→ PASSAGE FOR REVIEW:

■ ■ ■ ■ ■ ■ ■

Vancouver BC, December 1, 2003
— Pivotal Corporation ("Pivotal") announced today that it has received a firm offer from chinadotcom corporation, through its software unit, CDC Software Corporation ("CDC"), that the Special Committee of the Board of Directors of Pivotal has determined is a 'superior transaction' within the meaning of the current arrangement agreement with Oak Investment Partners and Talisma Corp.
CDC is offering to acquire all of the outstanding shares of Pivotal under a plan of arrangement that will, subject to certain conditions, permit Pivotal shareholders to elect to receive, for each Pivotal share, either:
- US$2.14 comprised of: (i) US$1.00 cash; plus (ii) US$1.14 of common shares of chinadotcom corporation. The value of the share portion of this option will be calculated using the average closing price of the chinadotcom shares on the Nasdaq National Market over the ten trading day period ending two days prior to closing and there are no caps or collars applicable to the calculation; or
- US$2.00 in cash.
Under the terms of Pivotal's agreement with Oak Investment Partners, the offer from CDC has been delivered to Oak Investment Partners. In addition, under the terms of Pivotal's agreement with Oak Investment Partners:
- Pivotal is not permitted to accept CDC's offer; and
- Pivotal's Board of Directors is not permitted to approve, recommend or vote in favour of CDC's offer, or withdraw or modify in a manner adverse to Oak Investment Partners, its approval, recommendation or support of Pivotal's agreement with Oak Investment Partners,
unless Oak Investment Partners does not offer to amend its current agreement with Pivotal, prior to the end of the day on Thursday, December 4, 2003, so that the amended Oak Investment Partners transaction would, if consummated, be reasonably likely to result in a transaction which is as favourable from a financial point of view to Pivotal shareholders as CDC's offer.

■ ■ ■ ■ ■ ■ ■

→ DATASET CONTENT:
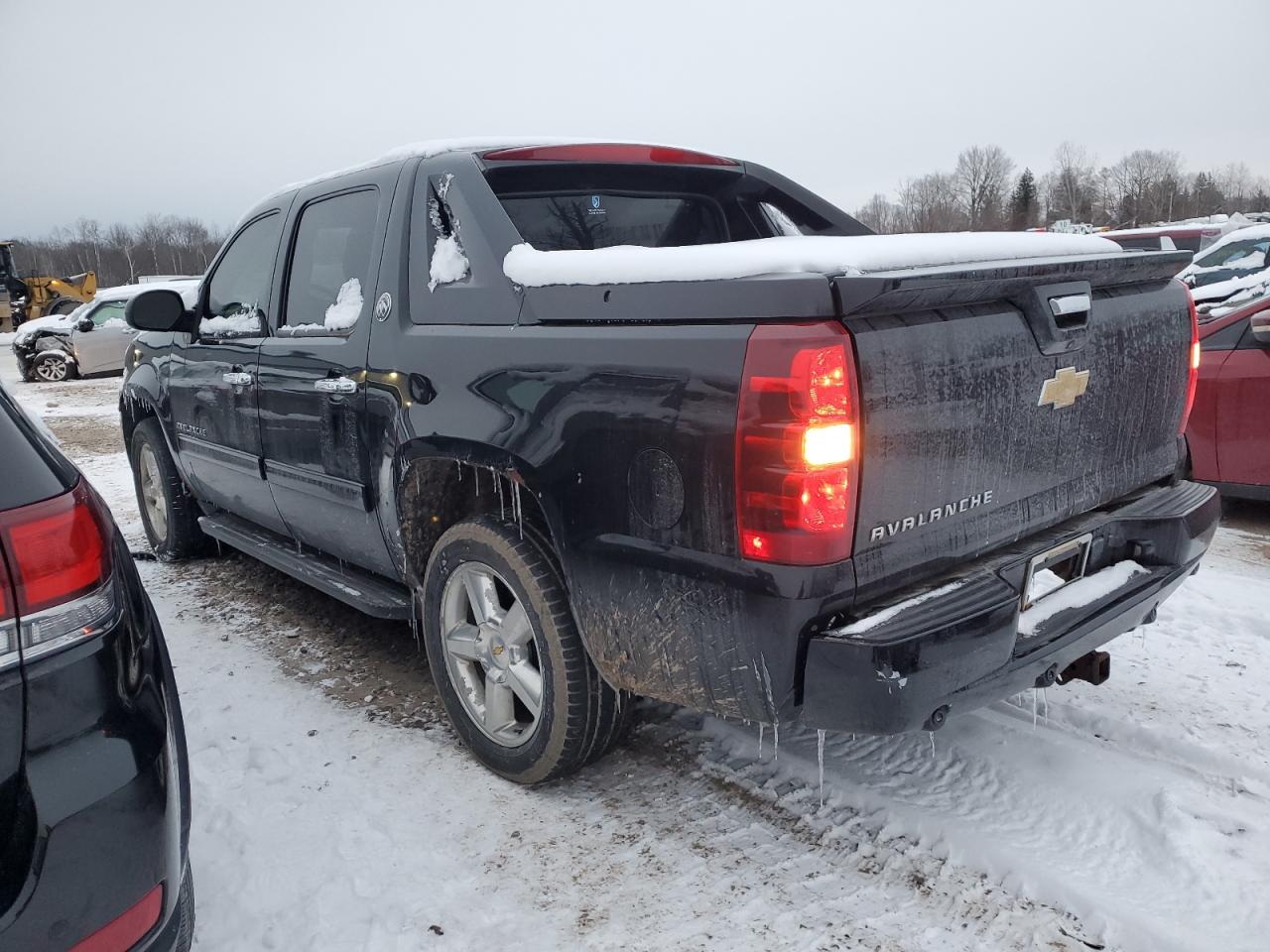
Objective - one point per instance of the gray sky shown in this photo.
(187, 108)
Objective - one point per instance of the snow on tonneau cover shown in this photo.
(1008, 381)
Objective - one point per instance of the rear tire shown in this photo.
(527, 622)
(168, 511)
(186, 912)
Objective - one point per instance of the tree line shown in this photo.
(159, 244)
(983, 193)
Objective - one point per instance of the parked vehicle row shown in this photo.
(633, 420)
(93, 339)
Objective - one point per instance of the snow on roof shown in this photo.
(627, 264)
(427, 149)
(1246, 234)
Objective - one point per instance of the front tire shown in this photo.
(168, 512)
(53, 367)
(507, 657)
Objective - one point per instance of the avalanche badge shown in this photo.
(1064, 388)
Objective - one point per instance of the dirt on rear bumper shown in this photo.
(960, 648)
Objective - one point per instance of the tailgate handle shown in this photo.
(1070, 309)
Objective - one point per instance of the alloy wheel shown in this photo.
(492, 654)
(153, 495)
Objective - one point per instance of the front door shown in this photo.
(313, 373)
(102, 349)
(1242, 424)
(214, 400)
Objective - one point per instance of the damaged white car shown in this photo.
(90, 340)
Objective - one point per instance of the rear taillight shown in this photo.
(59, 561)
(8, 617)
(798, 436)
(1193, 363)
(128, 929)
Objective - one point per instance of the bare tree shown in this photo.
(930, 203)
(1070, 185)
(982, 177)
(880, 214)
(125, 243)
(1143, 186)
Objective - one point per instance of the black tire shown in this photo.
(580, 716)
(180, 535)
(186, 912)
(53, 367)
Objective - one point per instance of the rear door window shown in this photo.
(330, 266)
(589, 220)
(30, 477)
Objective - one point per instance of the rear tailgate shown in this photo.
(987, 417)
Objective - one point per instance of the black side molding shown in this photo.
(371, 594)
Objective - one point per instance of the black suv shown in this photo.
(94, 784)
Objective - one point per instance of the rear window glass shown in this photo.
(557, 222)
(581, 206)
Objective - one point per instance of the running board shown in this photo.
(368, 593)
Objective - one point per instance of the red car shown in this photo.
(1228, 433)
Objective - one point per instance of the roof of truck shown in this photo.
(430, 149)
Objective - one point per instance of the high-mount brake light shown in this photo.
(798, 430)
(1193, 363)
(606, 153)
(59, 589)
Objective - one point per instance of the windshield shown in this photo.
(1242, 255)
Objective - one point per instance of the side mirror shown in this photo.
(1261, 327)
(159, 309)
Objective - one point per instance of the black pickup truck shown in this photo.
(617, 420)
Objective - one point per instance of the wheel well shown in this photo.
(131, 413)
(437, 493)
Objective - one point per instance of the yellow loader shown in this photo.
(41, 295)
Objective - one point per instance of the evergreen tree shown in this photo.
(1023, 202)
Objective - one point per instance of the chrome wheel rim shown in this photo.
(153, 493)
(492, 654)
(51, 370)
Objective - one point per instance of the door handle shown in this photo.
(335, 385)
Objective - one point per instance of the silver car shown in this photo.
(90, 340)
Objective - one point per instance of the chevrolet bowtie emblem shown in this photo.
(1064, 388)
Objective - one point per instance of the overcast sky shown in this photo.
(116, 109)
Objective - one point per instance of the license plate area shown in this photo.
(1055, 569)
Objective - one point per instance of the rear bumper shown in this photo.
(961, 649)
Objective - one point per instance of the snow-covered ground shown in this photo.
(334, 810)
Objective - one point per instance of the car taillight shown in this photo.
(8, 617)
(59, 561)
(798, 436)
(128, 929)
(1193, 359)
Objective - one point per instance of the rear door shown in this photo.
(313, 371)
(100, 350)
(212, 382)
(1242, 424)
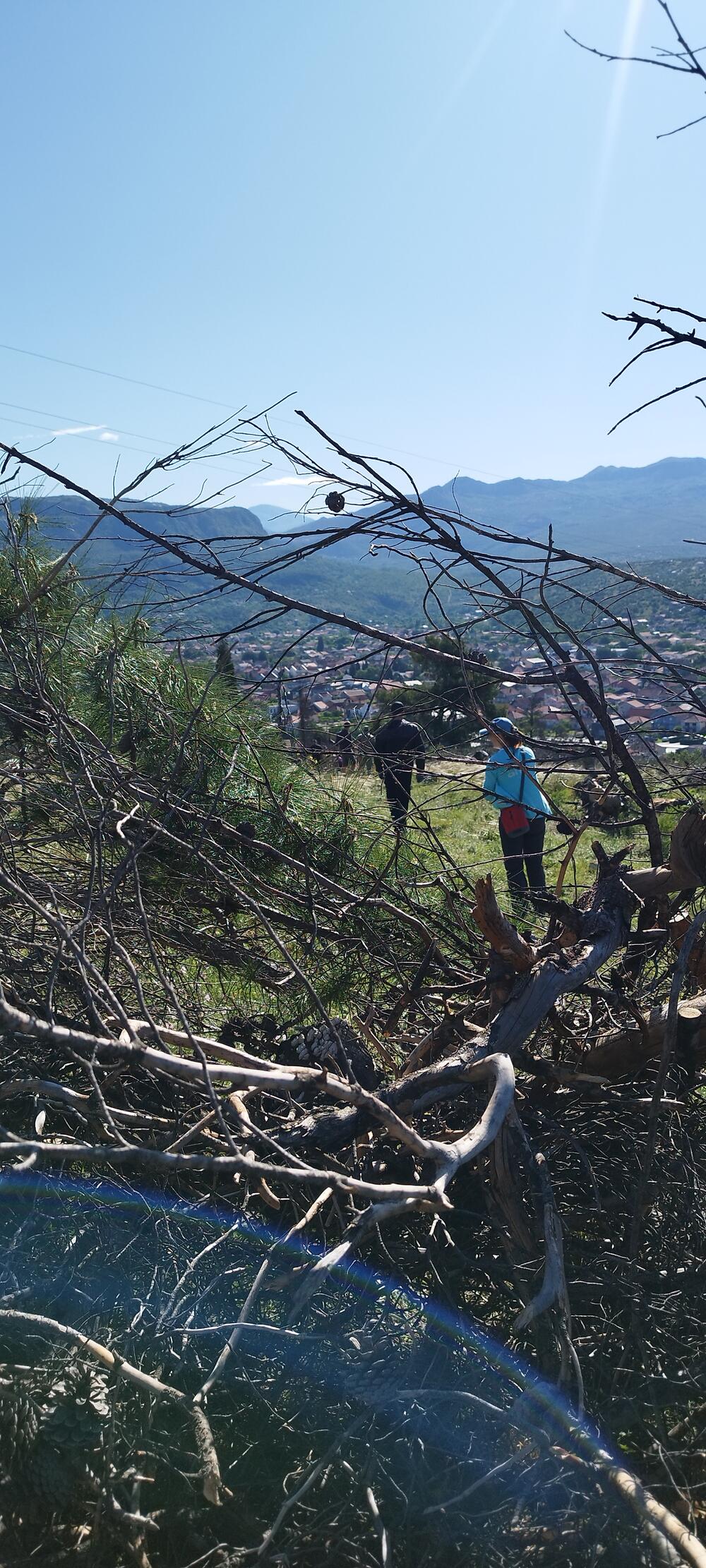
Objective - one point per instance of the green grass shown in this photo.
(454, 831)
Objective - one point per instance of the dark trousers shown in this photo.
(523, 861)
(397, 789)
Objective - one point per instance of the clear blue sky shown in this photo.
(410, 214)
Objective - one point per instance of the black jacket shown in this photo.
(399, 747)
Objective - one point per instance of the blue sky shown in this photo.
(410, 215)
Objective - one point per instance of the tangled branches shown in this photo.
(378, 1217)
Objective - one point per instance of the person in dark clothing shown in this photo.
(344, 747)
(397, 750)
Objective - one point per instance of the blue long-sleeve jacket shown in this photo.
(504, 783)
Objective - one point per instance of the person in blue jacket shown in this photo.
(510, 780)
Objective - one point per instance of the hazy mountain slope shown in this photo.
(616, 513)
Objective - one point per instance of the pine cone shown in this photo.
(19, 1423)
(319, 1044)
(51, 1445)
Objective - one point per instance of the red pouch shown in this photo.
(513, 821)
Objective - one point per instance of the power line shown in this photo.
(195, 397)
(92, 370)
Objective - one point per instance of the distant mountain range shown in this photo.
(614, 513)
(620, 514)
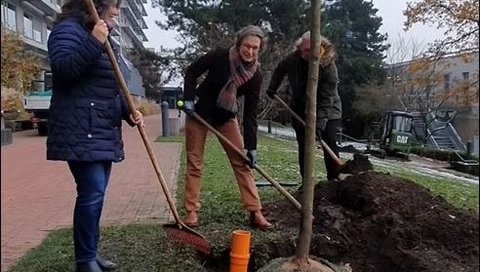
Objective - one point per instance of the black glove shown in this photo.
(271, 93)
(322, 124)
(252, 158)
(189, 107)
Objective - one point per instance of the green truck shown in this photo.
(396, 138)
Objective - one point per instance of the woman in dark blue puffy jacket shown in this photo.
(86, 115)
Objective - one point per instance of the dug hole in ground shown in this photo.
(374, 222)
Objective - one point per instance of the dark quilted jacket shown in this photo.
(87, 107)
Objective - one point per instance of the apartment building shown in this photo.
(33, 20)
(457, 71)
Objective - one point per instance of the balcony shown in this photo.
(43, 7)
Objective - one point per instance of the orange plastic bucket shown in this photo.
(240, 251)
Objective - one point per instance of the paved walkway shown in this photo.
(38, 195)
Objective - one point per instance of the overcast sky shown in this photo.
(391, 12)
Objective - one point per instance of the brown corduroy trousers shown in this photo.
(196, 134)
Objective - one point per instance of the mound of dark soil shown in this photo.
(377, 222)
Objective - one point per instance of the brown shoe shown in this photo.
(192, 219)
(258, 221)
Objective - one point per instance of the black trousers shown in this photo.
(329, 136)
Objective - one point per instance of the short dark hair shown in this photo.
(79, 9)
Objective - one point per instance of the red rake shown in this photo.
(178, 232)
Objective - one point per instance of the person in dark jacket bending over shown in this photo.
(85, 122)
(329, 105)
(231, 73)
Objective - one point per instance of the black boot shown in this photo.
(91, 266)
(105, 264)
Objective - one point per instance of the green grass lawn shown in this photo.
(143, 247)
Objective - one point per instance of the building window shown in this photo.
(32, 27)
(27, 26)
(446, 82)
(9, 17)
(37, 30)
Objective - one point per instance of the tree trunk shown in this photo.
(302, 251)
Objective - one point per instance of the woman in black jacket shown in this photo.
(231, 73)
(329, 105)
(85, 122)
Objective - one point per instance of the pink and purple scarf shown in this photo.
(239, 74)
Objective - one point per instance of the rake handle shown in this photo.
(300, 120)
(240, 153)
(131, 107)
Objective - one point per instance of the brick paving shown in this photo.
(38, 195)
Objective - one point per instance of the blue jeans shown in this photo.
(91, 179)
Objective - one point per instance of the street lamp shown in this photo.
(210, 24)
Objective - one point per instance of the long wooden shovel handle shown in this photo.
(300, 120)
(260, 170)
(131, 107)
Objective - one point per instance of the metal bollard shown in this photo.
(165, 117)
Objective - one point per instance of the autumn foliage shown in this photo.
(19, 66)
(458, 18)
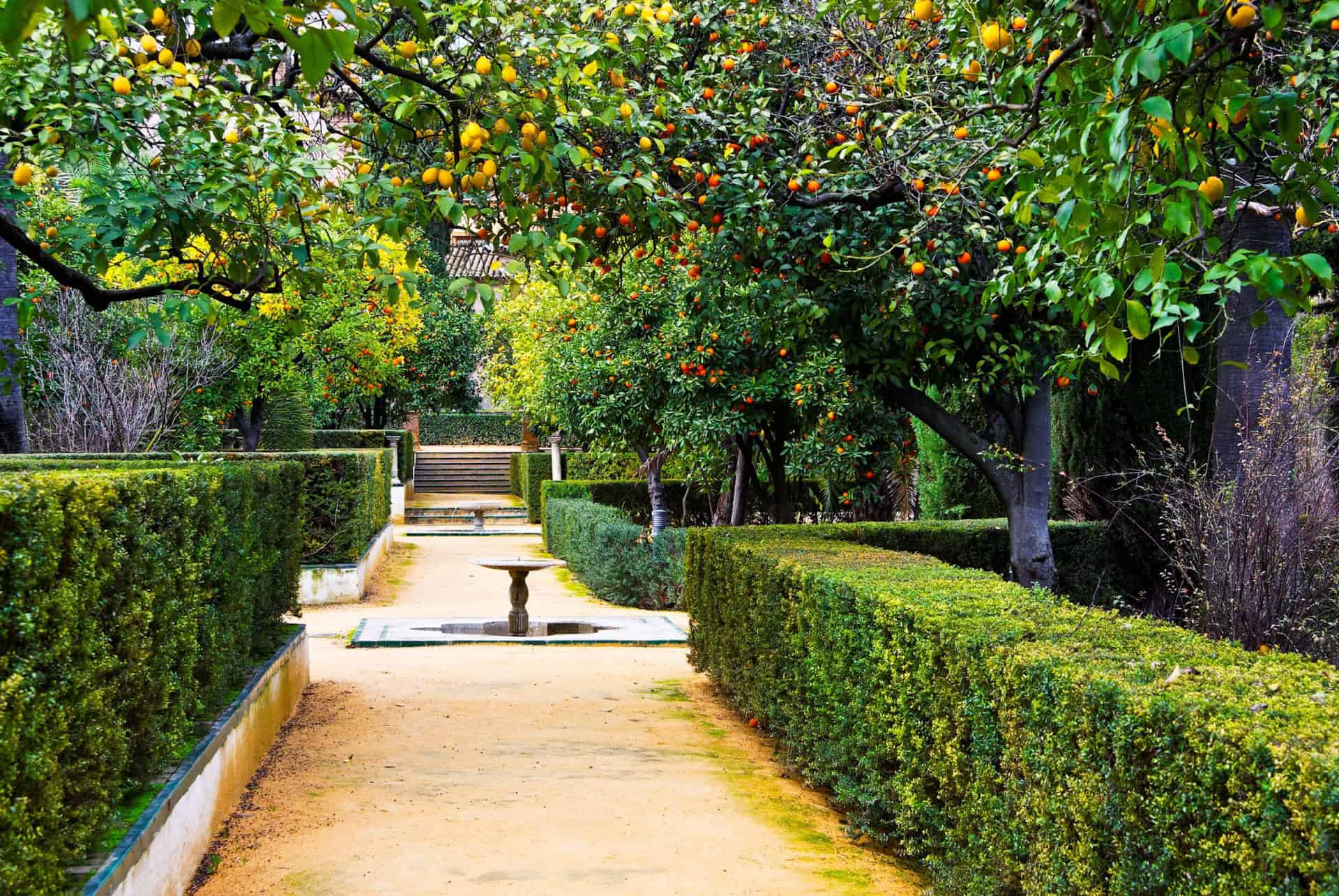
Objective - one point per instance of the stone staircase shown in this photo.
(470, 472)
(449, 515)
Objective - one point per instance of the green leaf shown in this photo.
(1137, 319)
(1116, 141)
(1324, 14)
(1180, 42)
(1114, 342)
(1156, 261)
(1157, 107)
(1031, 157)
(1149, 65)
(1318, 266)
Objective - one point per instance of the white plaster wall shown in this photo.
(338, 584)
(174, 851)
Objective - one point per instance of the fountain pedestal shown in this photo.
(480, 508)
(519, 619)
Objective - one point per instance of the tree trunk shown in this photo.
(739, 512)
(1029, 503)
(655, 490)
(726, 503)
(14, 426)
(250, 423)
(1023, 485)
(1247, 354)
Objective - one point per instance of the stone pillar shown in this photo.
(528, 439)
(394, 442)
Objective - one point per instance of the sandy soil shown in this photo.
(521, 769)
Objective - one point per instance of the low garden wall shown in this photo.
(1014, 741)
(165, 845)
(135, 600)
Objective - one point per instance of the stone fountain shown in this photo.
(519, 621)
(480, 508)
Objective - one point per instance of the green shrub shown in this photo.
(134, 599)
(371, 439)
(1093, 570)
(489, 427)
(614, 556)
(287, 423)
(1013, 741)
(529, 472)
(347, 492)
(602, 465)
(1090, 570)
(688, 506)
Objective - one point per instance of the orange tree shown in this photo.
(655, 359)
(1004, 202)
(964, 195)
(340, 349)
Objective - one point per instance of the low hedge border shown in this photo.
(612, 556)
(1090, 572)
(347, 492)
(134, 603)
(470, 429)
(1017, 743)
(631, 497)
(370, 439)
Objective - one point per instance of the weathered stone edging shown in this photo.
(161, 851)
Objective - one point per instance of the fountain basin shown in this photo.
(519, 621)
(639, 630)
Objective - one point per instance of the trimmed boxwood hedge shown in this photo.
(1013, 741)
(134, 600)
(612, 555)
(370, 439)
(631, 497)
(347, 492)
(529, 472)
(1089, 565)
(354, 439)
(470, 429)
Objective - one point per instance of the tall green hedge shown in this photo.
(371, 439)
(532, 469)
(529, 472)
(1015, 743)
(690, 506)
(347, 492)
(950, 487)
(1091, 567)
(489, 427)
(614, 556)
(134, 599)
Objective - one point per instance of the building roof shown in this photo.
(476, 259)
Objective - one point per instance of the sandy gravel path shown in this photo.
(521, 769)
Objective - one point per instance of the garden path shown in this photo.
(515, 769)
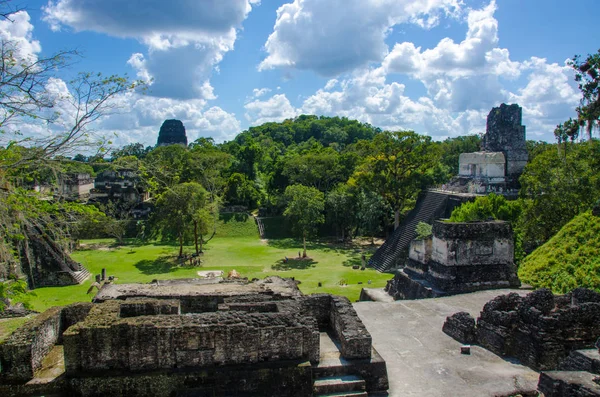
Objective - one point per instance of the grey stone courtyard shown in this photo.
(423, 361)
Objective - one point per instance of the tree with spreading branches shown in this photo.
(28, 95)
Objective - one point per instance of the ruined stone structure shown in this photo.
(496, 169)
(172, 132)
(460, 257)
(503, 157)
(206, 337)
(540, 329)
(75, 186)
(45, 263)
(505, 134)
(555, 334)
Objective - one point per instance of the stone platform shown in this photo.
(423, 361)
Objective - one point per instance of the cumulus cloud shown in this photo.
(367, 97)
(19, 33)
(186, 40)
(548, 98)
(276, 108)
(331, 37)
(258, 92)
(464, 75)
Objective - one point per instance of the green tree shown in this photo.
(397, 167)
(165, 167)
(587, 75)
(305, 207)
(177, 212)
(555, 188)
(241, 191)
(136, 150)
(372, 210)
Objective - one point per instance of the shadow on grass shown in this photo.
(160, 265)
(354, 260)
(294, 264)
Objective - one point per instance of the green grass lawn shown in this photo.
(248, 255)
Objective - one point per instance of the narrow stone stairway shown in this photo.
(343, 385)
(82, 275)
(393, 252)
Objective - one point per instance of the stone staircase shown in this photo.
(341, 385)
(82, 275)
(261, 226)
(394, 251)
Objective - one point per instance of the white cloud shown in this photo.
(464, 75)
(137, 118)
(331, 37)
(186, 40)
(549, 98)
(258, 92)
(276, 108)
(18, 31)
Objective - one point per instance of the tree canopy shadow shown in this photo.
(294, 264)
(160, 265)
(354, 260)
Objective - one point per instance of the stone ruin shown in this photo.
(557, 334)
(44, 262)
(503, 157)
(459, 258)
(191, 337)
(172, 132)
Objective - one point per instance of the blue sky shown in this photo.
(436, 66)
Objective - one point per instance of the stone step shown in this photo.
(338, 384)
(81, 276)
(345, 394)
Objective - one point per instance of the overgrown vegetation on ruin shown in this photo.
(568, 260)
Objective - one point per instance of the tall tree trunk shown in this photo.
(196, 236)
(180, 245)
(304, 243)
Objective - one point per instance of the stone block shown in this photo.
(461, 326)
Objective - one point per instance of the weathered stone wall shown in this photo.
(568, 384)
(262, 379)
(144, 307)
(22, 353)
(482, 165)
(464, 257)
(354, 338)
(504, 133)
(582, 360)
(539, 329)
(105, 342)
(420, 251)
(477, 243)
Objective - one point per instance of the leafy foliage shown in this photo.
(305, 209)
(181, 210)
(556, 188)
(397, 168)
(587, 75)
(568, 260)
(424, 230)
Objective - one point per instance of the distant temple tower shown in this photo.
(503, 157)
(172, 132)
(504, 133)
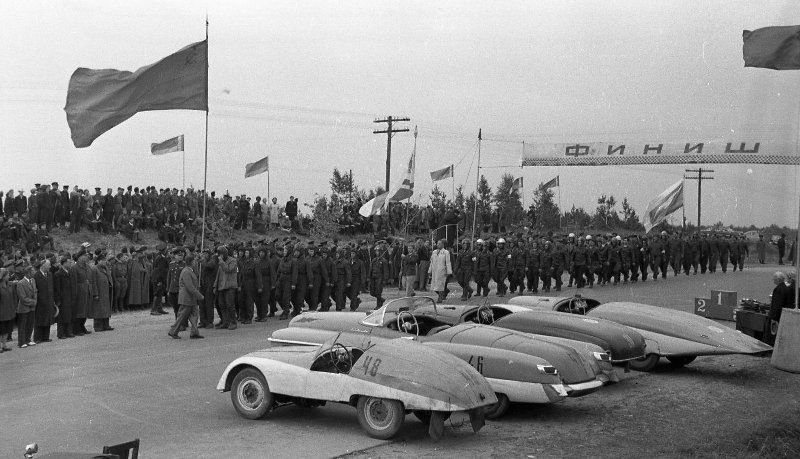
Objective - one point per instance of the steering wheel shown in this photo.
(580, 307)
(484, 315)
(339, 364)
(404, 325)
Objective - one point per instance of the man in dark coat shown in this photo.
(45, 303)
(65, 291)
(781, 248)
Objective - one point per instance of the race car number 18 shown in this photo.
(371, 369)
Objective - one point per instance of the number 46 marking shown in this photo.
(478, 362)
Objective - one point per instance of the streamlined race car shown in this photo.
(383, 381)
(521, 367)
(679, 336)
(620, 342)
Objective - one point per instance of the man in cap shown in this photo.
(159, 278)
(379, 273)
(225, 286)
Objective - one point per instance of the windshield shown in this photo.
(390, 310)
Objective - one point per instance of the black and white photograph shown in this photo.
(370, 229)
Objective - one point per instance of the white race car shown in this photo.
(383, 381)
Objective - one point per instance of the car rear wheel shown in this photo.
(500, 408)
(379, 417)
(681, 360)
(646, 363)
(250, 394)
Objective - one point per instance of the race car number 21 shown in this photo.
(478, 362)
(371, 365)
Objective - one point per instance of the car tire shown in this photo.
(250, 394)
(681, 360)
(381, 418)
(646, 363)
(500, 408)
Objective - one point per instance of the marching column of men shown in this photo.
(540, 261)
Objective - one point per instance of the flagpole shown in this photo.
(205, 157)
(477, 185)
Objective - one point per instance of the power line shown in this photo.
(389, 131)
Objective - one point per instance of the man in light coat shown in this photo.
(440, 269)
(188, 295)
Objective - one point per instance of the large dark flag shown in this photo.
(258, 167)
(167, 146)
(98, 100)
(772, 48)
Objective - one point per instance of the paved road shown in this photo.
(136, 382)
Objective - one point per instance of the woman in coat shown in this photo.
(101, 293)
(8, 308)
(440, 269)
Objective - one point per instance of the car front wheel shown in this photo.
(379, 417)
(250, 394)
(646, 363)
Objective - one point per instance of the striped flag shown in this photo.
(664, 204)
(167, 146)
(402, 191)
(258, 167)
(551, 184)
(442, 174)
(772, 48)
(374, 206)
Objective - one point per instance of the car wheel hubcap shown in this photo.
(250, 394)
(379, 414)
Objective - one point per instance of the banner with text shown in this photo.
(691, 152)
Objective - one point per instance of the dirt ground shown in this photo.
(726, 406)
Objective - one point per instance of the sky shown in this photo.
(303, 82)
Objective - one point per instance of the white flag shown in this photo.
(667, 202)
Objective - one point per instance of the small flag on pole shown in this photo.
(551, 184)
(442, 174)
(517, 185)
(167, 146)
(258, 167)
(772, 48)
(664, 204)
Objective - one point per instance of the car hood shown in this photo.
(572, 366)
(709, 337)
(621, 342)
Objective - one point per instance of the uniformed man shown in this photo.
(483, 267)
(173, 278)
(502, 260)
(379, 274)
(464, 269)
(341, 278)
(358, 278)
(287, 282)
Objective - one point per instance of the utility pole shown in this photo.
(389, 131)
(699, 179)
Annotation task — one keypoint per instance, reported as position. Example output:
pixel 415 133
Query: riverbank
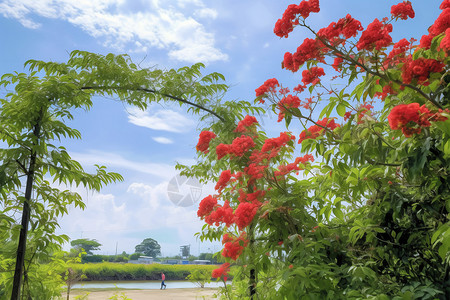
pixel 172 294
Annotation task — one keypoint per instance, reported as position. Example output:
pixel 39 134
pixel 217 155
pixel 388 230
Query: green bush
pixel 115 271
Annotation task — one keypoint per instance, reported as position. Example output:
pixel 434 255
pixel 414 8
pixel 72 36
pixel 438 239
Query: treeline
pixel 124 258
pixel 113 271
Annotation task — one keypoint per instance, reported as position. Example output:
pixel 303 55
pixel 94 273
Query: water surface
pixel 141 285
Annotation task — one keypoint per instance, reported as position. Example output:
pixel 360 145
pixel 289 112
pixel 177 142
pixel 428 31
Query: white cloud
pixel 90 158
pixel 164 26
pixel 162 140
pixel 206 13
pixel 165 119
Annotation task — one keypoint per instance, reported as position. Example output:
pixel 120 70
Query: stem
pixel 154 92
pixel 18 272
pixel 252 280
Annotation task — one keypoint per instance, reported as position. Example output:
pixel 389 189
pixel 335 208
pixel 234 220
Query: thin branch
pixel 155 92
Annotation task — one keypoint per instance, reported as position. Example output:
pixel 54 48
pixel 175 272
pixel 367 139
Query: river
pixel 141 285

■ ■ ■ ■ ■ ■ ■

→ PROBLEMS TO WORK ON:
1) Answer these questions from the press release on Pivotal.
(a) Which corporation made the offer through its software unit?
(b) How much cash per share does the all-cash choice pay?
(c) By what date does Oak Investment Partners have to offer to amend its agreement?
2) Copy the part of the press release on Pivotal that opens with the words containing "Vancouver BC, December" and closes with "and Talisma Corp.".
The entries are separate material, apart from the press release on Pivotal.

→ ANSWERS TO THE PROBLEMS:
1)
(a) chinadotcom corporation
(b) US$2.00
(c) The end of the day on Thursday, December 4, 2003

2)
Vancouver BC, December 1, 2003
— Pivotal Corporation ("Pivotal") announced today that it has received a firm offer from chinadotcom corporation, through its software unit, CDC Software Corporation ("CDC"), that the Special Committee of the Board of Directors of Pivotal has determined is a 'superior transaction' within the meaning of the current arrangement agreement with Oak Investment Partners and Talisma Corp.